▶ **EXERCISE DESCRIPTION**:
Start at the line below containing "Place a dot on every instance of the white wall, one" and stop at the line containing "Place a dot on every instance of the metal". Repeat every line of that stretch exactly, and nothing outside it.

▶ **ENTRIES PROVIDED**:
-------
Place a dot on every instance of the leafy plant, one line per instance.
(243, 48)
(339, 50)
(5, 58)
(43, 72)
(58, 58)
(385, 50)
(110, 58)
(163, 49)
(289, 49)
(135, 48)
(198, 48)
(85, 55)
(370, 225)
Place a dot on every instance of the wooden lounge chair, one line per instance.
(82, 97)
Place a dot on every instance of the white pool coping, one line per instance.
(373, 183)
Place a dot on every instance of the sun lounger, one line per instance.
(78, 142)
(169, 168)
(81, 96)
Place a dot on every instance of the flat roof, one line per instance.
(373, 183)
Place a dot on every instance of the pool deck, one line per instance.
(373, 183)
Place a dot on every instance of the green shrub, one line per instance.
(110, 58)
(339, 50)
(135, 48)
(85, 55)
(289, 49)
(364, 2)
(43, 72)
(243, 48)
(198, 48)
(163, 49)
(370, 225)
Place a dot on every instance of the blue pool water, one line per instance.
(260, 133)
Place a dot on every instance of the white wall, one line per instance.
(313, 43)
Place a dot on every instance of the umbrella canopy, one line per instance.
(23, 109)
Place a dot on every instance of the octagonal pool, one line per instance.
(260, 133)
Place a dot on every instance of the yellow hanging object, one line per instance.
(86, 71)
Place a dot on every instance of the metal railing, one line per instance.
-------
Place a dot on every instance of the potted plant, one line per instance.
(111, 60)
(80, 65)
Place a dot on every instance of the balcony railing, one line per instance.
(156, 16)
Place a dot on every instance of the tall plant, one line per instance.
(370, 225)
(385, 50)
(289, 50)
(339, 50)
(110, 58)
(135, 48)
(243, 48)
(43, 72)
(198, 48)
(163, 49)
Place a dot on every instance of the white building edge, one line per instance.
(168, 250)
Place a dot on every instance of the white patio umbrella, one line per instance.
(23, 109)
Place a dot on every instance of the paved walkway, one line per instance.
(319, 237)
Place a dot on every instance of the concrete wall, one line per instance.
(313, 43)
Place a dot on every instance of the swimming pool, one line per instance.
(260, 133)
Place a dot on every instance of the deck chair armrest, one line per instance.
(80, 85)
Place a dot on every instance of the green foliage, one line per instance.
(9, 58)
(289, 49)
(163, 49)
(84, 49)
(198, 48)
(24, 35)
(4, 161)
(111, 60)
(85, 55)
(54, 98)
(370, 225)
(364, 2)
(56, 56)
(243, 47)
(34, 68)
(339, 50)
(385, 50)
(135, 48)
-------
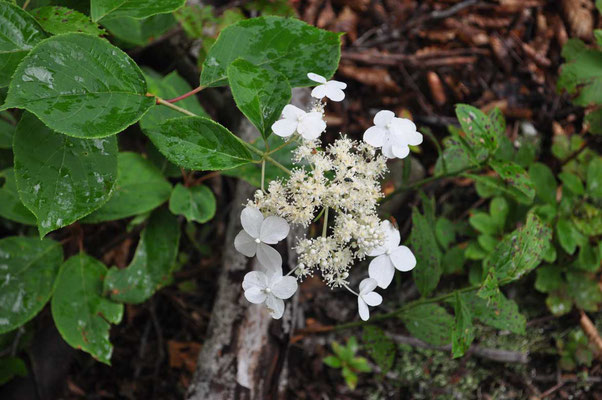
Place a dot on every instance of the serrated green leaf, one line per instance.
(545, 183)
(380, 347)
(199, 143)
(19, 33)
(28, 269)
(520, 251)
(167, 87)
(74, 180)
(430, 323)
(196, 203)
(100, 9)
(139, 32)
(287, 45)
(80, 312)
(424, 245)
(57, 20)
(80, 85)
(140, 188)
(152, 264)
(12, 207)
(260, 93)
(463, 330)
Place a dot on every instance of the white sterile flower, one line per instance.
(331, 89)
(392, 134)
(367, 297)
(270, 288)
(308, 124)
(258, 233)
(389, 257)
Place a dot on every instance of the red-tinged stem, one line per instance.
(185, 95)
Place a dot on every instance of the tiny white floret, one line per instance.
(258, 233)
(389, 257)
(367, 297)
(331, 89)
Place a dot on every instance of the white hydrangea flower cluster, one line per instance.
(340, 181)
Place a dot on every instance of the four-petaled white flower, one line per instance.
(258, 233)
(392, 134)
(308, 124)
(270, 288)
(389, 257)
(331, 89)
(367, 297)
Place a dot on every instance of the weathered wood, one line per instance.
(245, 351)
-------
▶ **RESPONSE TO THE TASK**:
Place a dot on every instance of the white wall, one line per instance.
(313, 43)
Place a dot on every instance of the umbrella canopy, one line per instance.
(23, 109)
Place a dot on every instance of the octagonal pool, one line per instance.
(260, 133)
Place a dot on every instance of the yellow hanging object, one line per instance.
(86, 71)
Place a dot on every instance of the metal railing, one line per instance.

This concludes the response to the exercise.